* BEGIN *

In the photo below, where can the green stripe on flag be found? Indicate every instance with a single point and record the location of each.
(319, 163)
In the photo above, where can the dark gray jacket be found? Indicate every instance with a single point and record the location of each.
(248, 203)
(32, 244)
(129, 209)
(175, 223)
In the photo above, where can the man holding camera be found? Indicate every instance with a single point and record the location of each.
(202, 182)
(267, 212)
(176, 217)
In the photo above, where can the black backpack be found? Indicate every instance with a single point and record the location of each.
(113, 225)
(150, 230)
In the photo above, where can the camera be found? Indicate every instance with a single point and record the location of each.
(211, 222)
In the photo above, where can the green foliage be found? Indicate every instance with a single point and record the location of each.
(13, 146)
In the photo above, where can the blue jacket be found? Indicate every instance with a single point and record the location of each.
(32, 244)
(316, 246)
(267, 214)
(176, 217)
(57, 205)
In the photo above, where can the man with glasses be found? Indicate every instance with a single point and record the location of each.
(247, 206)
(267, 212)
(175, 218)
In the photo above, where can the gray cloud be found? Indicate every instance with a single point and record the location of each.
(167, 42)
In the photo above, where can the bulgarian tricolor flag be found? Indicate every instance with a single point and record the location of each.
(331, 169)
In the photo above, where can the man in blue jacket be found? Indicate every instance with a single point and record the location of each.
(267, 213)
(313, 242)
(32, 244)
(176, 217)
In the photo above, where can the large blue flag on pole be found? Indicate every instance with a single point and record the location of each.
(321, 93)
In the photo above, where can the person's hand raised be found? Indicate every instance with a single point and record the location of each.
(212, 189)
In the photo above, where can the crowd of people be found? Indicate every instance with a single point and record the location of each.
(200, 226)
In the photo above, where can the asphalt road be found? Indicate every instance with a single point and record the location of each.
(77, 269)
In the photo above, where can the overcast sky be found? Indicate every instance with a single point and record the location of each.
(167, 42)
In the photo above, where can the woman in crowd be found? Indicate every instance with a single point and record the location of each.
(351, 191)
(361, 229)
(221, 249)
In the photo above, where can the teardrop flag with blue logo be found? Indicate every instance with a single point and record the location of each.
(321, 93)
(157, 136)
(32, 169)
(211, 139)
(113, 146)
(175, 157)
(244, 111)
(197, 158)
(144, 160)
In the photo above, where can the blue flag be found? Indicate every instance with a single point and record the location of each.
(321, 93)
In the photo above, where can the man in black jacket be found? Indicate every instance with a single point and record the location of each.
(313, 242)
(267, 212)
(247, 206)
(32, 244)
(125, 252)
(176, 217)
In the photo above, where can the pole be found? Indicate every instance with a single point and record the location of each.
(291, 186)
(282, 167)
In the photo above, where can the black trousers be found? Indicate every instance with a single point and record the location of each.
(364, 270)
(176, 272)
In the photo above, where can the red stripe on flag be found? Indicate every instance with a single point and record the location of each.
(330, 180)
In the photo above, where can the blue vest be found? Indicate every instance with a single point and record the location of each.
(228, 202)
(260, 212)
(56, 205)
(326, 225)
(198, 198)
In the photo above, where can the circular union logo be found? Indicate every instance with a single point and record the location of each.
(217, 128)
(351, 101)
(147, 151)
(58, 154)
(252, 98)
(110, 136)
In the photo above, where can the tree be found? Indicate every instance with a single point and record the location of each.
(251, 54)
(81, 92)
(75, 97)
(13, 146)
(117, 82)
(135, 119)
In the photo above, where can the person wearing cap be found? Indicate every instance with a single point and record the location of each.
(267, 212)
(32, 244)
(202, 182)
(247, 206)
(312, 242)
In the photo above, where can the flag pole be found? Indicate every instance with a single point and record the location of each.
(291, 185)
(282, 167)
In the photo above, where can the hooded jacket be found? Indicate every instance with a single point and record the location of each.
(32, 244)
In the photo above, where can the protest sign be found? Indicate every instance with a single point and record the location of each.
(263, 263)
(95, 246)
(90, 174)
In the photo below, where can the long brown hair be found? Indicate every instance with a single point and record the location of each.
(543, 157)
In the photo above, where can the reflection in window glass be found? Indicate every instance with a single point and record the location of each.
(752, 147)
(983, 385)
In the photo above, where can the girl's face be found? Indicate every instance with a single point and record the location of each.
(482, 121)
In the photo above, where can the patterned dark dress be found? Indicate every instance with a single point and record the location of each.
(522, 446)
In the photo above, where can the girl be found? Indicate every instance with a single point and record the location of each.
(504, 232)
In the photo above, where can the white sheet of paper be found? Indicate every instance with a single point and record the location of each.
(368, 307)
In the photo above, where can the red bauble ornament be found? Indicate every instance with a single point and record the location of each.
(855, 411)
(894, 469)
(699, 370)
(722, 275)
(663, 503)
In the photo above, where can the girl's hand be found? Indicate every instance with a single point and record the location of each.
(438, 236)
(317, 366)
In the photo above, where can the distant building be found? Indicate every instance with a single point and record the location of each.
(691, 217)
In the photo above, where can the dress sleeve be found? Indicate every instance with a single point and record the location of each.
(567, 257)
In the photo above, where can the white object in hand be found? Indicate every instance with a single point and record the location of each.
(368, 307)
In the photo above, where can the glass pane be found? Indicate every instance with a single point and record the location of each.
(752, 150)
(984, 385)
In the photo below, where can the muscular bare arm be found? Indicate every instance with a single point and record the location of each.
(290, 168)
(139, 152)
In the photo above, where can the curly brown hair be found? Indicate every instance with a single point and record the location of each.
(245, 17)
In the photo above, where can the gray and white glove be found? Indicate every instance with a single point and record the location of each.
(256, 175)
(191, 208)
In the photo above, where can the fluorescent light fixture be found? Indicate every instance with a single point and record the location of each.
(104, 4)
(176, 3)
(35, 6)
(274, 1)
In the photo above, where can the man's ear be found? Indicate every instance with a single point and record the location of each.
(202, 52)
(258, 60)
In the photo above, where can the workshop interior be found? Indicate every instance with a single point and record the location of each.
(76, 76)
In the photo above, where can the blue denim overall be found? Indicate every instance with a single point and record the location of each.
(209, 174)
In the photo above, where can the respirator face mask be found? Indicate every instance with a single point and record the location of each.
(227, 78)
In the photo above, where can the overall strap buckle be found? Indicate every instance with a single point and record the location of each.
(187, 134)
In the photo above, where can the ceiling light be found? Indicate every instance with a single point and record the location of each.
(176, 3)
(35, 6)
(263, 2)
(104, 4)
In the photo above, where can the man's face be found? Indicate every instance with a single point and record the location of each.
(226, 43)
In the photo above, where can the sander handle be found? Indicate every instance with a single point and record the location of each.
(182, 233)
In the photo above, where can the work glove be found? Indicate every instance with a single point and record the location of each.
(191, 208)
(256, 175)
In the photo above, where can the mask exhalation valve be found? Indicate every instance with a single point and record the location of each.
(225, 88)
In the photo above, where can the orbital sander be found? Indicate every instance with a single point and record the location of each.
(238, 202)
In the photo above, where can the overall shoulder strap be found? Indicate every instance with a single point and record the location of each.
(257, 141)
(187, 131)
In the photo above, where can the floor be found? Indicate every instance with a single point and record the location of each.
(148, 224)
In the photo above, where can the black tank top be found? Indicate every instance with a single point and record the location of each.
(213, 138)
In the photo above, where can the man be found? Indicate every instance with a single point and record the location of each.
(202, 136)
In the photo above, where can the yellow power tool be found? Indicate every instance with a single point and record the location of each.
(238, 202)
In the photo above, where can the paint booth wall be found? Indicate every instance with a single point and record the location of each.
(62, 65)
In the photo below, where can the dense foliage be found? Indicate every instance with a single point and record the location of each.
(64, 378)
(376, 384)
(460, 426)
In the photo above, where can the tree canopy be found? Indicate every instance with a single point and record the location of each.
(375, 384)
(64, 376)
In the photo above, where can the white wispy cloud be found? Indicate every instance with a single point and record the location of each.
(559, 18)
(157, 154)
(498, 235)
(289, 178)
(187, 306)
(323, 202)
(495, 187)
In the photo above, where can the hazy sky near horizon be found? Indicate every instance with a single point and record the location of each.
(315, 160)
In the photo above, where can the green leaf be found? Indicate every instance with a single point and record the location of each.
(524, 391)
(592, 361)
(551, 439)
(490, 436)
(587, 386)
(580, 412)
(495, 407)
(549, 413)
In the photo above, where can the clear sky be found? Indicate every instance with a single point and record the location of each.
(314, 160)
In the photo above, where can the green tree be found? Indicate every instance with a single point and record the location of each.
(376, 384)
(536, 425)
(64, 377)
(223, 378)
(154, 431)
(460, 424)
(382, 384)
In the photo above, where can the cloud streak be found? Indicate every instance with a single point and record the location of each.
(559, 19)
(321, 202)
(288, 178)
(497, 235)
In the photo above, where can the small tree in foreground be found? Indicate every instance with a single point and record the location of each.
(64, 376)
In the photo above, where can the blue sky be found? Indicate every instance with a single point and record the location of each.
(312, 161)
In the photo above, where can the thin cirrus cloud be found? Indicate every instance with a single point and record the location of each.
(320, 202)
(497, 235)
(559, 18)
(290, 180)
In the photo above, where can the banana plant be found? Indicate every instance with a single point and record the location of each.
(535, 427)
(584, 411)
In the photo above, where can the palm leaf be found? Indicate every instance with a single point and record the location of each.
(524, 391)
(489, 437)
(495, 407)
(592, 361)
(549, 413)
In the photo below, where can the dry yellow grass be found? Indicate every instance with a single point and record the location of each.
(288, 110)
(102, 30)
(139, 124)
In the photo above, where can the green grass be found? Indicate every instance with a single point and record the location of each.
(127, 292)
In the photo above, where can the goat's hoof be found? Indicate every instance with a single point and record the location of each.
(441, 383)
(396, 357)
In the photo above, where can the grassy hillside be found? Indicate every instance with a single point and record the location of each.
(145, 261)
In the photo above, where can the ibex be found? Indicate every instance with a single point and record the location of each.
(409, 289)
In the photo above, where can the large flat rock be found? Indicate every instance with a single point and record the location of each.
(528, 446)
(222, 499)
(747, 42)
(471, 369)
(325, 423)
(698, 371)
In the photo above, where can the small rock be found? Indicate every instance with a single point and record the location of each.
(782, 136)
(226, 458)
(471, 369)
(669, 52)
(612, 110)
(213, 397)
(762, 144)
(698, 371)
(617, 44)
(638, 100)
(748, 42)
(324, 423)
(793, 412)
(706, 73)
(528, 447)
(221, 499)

* END *

Task description> Only the lines from the one that contains "In the photo above, where can the ibex" to the end of the entries above should be given again, exactly and in full.

Solution for this exercise>
In the photo above, where can the ibex be found? Indicate every instance with a single point and record the location of each.
(409, 289)
In the photo above, where can the large flat rock be found? Indicate every instance with a single point and record the location of each.
(528, 446)
(222, 499)
(747, 42)
(471, 369)
(325, 423)
(698, 371)
In the photo above, where can the small rock be found? Indicate every instance with a single point and record the location of each.
(782, 136)
(226, 458)
(471, 369)
(669, 52)
(612, 110)
(213, 397)
(762, 144)
(698, 371)
(617, 44)
(638, 100)
(748, 42)
(324, 423)
(793, 412)
(706, 73)
(528, 447)
(221, 499)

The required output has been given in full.